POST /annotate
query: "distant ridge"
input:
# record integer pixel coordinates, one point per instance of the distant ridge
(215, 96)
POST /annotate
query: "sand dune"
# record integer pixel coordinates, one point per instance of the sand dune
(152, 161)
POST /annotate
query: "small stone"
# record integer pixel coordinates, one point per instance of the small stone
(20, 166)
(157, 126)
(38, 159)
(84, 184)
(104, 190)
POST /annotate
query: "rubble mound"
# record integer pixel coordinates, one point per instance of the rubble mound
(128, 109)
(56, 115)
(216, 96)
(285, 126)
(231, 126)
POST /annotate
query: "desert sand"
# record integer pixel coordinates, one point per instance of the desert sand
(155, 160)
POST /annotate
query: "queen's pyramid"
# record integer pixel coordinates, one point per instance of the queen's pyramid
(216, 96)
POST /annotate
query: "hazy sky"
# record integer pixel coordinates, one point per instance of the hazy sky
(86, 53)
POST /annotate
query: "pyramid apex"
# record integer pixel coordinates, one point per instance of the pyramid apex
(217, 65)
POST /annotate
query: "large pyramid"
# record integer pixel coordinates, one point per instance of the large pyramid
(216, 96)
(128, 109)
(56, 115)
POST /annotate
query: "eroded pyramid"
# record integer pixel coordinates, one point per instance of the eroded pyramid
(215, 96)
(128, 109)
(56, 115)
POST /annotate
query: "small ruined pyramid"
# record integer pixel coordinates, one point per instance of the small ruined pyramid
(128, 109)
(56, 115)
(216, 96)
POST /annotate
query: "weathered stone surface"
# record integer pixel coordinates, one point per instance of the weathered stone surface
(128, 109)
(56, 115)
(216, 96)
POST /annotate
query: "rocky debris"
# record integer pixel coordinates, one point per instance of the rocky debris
☆ ☆ ☆ ☆ ☆ ☆ ☆
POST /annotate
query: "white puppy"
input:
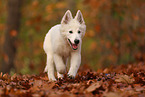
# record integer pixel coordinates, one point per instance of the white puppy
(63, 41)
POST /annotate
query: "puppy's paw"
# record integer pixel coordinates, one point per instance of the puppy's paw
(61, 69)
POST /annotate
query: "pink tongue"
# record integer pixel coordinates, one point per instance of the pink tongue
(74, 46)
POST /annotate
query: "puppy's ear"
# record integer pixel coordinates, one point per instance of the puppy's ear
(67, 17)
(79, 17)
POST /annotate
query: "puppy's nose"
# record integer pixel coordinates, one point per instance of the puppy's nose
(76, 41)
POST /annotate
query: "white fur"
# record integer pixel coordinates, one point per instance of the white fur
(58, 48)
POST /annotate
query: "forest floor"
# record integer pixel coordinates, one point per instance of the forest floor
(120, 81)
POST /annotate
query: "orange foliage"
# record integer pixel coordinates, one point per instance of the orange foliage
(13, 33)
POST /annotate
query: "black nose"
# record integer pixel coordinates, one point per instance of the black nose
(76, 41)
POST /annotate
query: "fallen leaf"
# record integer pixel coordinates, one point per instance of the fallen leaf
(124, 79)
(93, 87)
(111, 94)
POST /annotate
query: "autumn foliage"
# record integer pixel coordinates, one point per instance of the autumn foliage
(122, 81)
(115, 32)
☆ ☆ ☆ ☆ ☆ ☆ ☆
* [Work required]:
Pick out every line of the records above that contains the word "white", and copy each such line in full.

* [Result]:
query: "white puppy"
# record integer pixel coordinates, one point per instance of the white puppy
query: "white fur"
# record integer pixel coordinates, one point per instance of the white fur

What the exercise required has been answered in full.